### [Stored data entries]
┌──

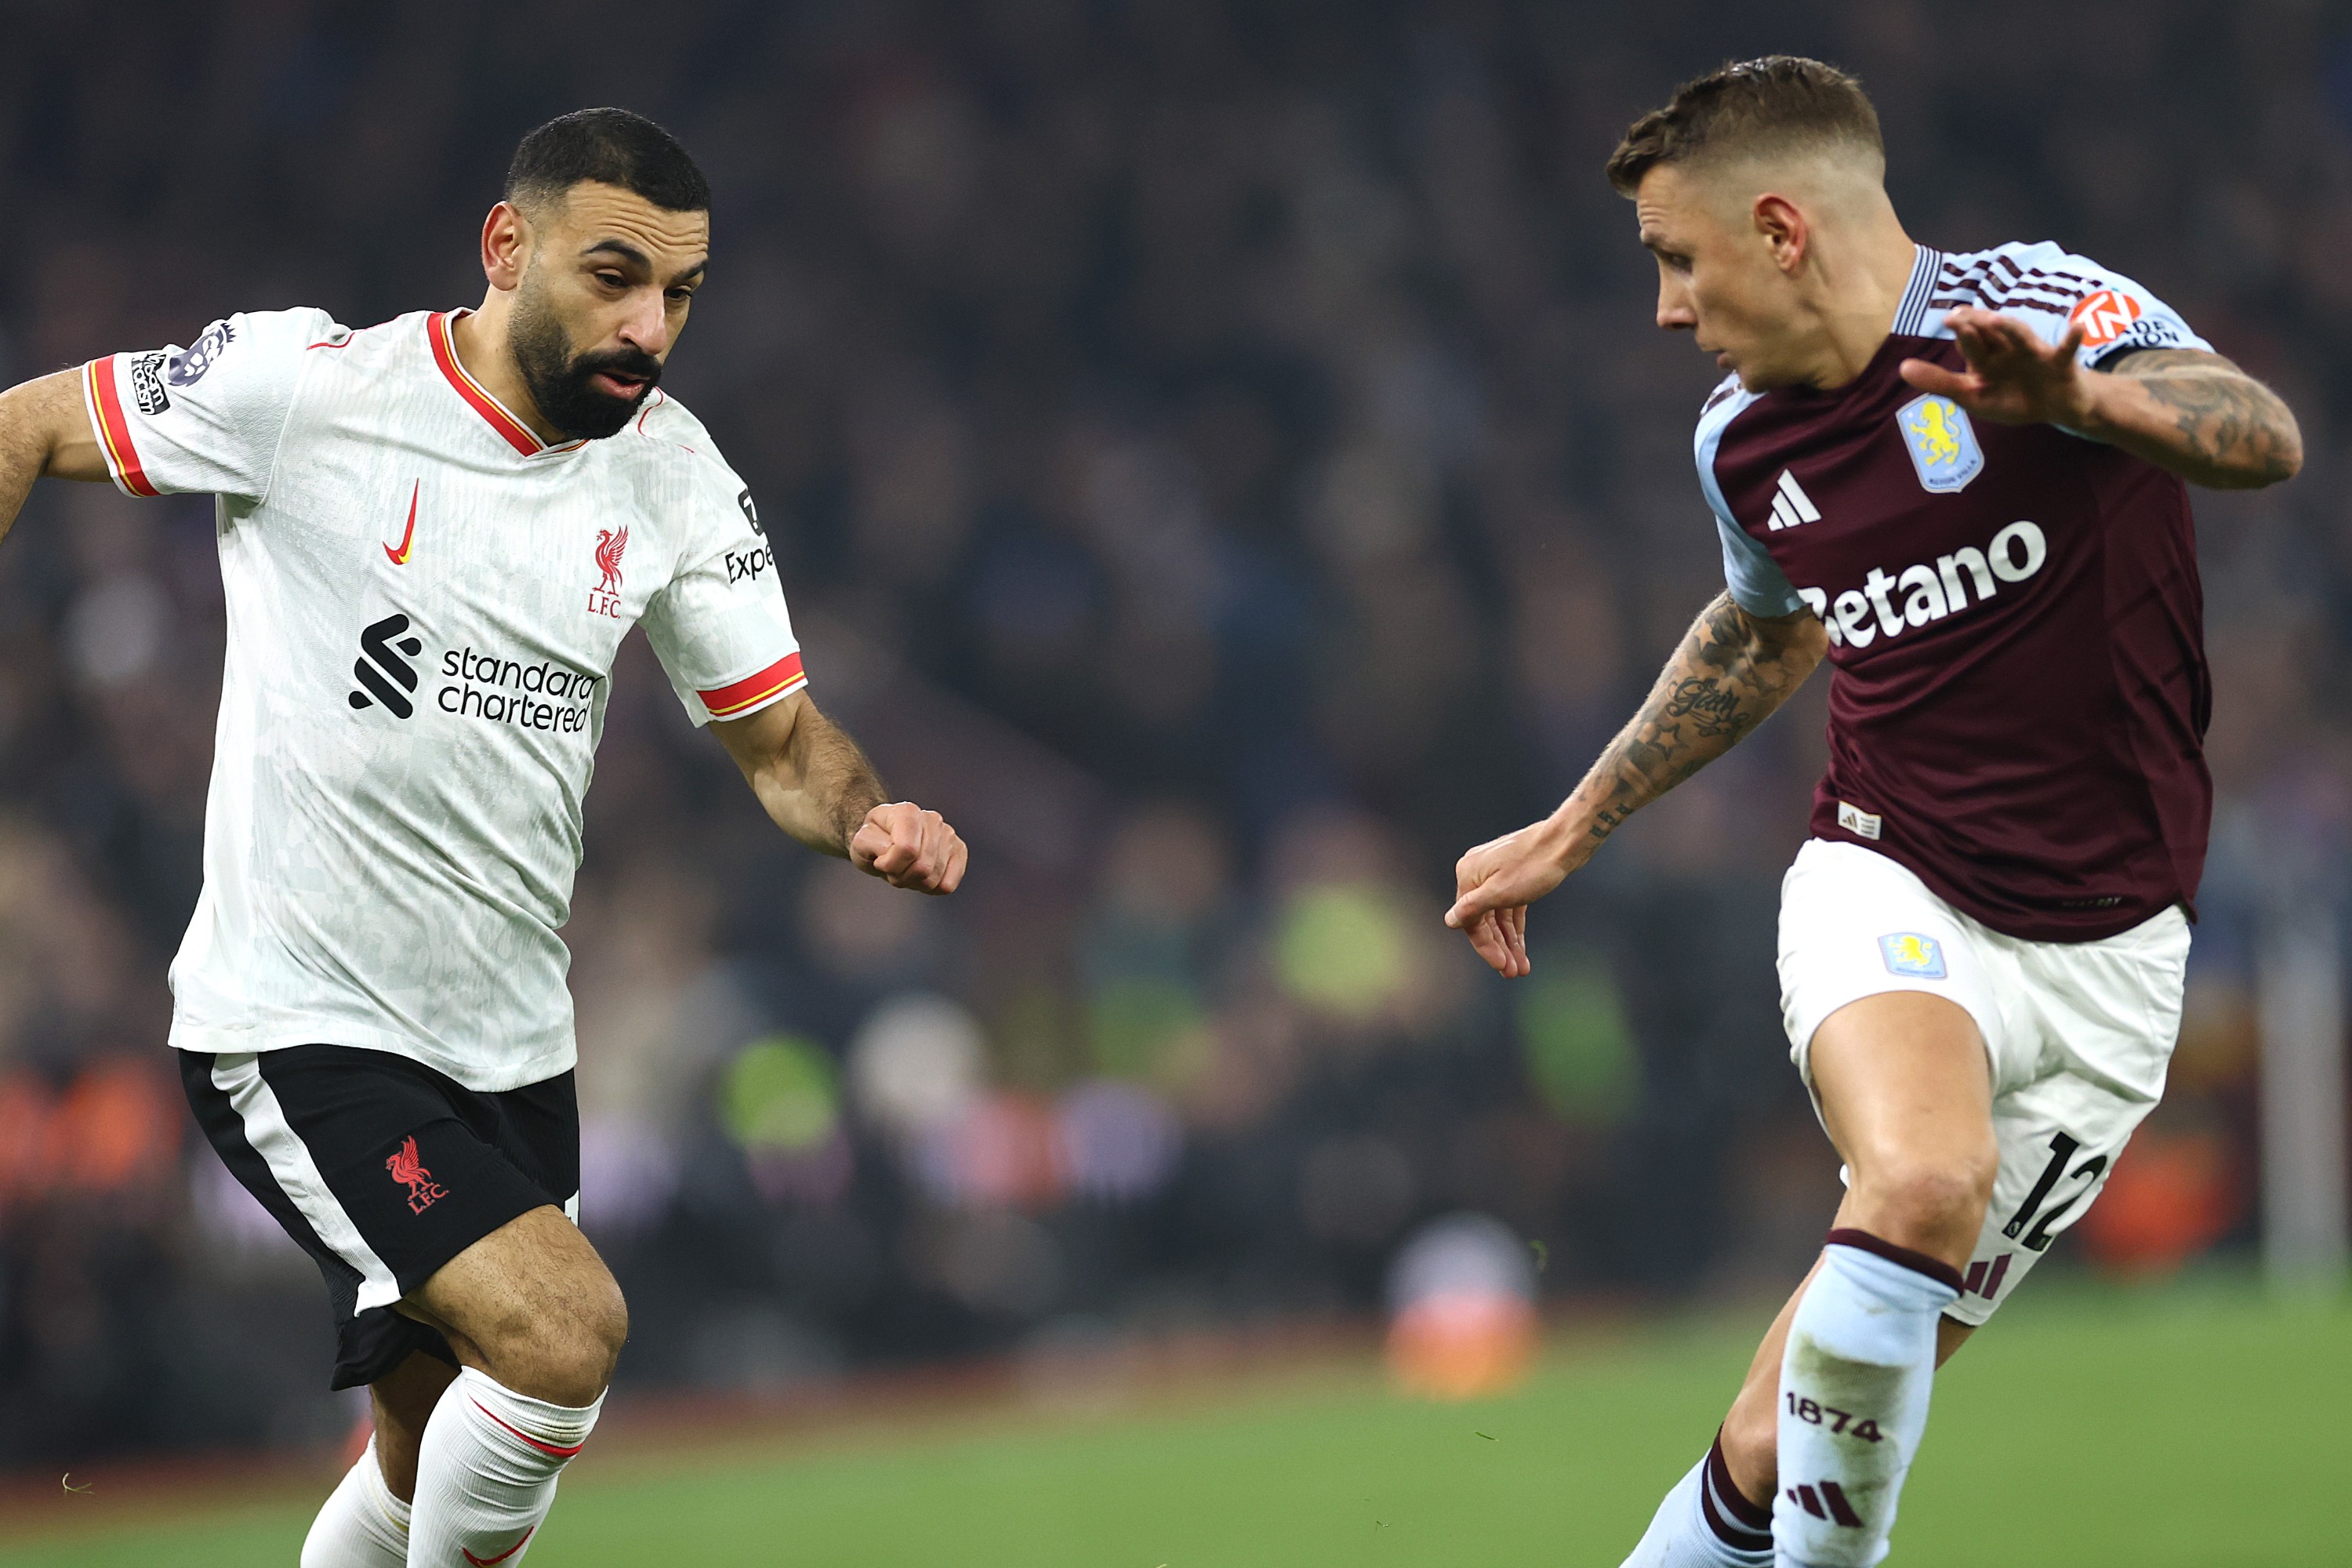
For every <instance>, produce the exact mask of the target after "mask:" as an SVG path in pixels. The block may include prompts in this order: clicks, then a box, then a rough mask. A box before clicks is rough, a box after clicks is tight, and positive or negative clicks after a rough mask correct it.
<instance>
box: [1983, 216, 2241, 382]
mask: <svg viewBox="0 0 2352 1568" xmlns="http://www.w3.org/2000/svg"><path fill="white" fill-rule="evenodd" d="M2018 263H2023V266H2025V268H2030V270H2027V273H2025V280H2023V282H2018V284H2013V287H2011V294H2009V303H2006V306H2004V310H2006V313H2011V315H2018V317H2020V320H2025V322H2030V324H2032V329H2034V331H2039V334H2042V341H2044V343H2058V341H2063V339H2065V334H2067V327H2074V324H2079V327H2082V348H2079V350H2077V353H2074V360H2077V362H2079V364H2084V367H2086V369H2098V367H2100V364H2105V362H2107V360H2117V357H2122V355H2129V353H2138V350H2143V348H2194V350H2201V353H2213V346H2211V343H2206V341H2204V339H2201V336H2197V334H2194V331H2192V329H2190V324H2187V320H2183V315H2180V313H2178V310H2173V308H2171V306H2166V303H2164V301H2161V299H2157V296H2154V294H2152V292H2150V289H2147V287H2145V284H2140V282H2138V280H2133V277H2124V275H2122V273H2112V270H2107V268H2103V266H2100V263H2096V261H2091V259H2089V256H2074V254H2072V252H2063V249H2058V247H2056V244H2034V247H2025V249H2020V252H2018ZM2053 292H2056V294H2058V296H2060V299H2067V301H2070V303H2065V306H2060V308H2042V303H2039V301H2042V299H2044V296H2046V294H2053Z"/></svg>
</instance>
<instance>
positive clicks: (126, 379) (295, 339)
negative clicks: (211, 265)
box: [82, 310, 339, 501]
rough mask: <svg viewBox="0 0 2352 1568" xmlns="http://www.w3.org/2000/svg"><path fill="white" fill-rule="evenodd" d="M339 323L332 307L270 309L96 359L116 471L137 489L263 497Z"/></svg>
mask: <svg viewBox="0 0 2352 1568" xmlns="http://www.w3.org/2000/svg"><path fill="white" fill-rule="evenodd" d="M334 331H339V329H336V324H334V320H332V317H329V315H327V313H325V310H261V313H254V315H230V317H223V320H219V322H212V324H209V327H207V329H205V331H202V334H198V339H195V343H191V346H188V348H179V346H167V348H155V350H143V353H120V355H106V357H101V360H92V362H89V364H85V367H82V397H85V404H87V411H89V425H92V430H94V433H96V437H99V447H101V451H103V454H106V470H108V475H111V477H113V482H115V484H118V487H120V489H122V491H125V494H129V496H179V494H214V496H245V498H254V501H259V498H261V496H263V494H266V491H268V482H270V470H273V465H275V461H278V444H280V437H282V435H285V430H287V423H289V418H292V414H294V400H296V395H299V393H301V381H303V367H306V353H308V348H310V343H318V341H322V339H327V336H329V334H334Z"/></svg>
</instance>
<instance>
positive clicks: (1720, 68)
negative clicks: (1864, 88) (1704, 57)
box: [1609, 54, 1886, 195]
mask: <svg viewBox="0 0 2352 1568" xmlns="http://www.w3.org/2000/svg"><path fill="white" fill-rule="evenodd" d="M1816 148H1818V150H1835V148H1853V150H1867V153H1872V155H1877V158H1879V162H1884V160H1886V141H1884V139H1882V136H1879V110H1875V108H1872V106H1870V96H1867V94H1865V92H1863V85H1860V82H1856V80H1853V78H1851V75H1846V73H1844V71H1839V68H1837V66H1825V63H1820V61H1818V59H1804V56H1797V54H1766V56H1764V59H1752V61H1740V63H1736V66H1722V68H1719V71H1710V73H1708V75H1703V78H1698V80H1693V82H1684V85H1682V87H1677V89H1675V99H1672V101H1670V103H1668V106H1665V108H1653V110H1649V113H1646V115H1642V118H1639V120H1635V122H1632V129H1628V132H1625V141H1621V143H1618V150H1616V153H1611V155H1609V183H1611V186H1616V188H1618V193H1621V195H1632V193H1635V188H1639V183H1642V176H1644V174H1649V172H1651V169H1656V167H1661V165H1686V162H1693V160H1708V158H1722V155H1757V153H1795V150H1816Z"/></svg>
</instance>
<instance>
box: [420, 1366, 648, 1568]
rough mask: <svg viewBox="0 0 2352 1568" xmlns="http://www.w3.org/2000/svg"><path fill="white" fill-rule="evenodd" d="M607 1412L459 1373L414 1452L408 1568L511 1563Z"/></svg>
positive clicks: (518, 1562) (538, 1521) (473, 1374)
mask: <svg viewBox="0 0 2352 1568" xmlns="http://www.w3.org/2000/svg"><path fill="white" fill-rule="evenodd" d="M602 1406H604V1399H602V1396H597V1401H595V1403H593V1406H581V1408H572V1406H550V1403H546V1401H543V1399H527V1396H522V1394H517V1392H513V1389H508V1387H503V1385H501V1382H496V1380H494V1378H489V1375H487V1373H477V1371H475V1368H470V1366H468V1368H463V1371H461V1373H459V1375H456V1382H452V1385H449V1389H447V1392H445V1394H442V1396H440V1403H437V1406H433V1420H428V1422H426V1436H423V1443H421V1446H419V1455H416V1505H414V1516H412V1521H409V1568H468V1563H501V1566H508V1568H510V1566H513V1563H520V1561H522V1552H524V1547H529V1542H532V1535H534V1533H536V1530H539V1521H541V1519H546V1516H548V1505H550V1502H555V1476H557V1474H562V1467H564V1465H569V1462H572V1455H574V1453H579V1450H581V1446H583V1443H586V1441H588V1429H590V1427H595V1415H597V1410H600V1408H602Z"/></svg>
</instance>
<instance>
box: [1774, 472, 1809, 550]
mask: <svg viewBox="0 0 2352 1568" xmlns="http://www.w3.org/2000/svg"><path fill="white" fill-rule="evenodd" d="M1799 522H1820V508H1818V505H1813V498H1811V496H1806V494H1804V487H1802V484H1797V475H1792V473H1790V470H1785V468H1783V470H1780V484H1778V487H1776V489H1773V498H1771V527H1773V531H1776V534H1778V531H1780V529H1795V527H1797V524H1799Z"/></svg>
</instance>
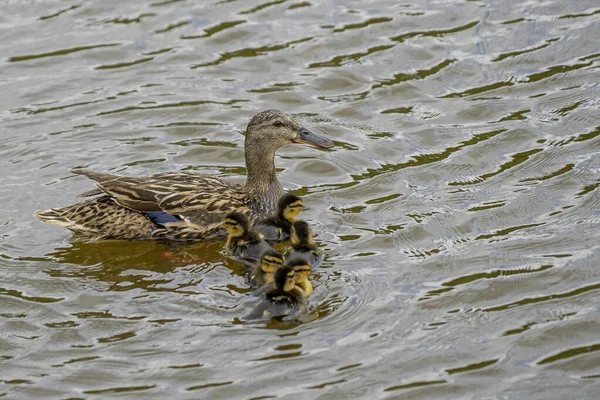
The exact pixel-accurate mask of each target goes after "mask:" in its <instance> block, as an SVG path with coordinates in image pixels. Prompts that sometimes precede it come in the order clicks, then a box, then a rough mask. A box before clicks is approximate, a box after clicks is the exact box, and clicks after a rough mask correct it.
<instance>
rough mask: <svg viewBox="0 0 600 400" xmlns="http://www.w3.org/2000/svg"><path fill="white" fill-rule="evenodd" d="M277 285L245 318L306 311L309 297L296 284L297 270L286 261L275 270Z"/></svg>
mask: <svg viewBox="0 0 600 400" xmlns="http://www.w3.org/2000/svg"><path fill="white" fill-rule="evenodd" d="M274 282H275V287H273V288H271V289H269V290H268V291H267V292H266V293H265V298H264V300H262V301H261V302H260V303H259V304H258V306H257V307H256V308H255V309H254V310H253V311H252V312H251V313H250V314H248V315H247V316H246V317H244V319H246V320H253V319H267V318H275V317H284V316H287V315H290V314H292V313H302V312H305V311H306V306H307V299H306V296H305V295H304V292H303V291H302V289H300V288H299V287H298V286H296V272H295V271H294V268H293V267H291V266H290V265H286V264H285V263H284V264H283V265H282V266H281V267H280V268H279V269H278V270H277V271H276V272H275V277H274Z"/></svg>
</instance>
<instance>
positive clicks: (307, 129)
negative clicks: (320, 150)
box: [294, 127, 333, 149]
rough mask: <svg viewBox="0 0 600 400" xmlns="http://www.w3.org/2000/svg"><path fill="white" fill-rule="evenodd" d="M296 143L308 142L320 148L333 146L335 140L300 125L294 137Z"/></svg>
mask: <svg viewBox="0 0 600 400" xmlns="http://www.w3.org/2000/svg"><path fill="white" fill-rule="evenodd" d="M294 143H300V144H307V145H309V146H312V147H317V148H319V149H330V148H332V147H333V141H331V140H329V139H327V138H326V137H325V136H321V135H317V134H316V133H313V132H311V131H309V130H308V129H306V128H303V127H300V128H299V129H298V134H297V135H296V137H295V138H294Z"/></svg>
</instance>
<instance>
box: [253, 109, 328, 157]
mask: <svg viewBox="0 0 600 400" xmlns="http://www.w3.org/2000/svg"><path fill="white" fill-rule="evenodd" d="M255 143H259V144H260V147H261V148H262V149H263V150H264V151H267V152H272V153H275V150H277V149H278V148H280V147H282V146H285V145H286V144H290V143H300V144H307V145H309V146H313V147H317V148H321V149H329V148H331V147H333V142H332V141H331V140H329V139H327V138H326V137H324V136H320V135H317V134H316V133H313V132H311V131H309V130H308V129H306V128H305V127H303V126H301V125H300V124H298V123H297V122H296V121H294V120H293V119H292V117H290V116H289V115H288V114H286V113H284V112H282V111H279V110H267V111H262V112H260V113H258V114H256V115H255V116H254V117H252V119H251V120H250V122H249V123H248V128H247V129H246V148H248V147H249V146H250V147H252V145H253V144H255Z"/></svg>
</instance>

└──

### [Required action]
From the start of the listing to the line with "box: [1983, 216, 2241, 382]", write the lines out again with "target" swapped for "object" and everything else unchanged. Leave the pictures out.

### [Answer box]
For every <instance>, produce the exact mask of the object after "mask:" as an SVG path in pixels. The block may include prompts in this order: clicks, then a box, then a rough mask. A box before clicks is rough, a box after clicks is tight, and positive or negative clicks after a rough mask correct it.
<instance>
box: [1983, 216, 2241, 382]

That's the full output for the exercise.